» What to produce
Filter the data below, copying out each line that contains the string "keyed".

» Exercise materials
Start
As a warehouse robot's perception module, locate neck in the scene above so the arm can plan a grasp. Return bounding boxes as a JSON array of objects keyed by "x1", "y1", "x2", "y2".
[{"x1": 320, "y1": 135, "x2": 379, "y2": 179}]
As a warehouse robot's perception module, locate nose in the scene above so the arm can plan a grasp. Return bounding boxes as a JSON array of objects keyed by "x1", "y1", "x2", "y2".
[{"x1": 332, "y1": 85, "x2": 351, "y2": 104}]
End
Start
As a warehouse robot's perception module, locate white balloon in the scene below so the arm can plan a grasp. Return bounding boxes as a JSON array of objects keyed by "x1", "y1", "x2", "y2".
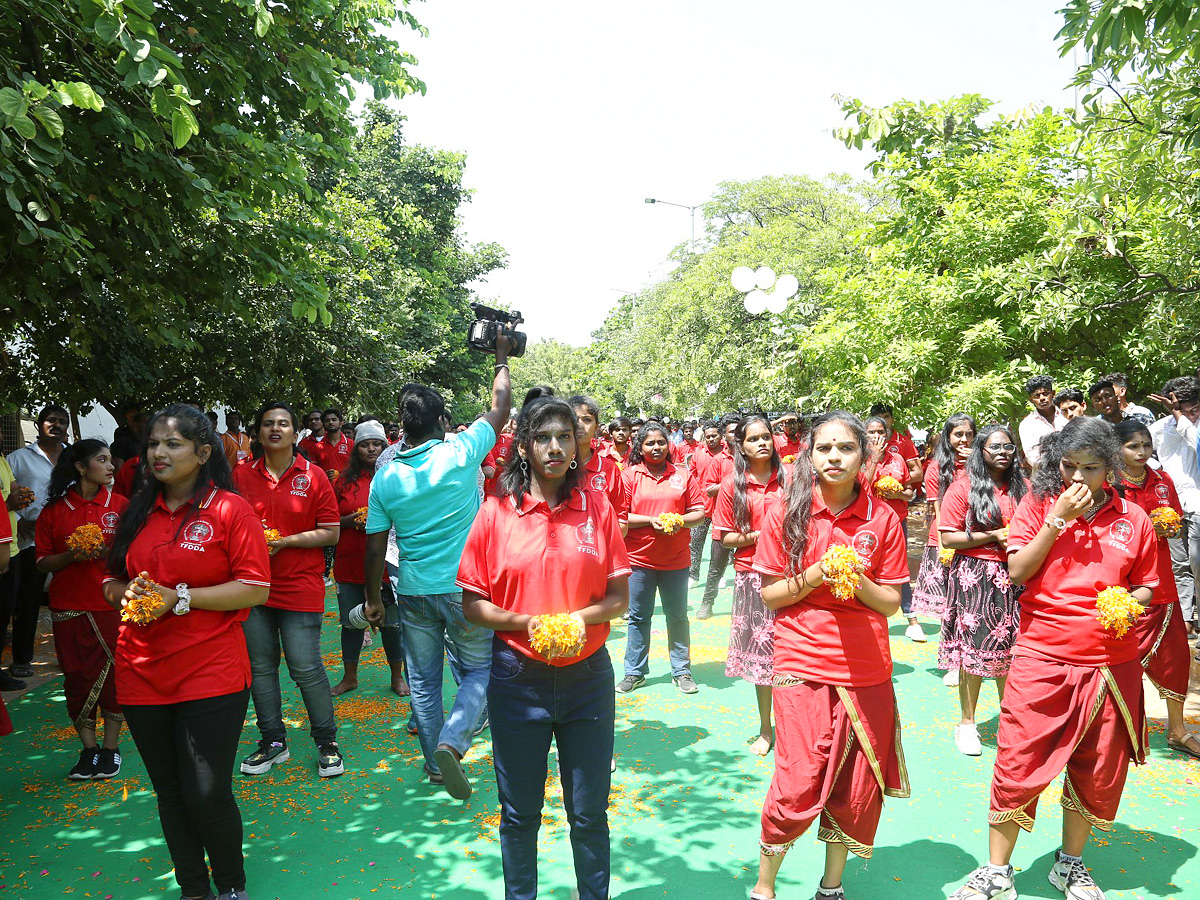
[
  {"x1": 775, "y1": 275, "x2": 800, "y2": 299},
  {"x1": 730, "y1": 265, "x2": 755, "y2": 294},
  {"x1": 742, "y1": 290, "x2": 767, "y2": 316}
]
End
» Finished exercise
As a warehouse robot's perception module, locate neck in the scene above so the arm can plan a grasp. Return bounding boxes as a JSON array of objects keyed by "x1", "y1", "x2", "y2".
As a warehouse robot's perception module, locate nose in the scene above so the arm can plan a grasp. Return bounding boxes as a JSON array of objects keyed by "x1", "y1", "x2", "y2".
As a warehouse robot's perception module, locate white balloon in the scene below so the arm can plan a grasp. Return bounding boxes as a JSON array of objects keyed by "x1", "y1", "x2", "y2".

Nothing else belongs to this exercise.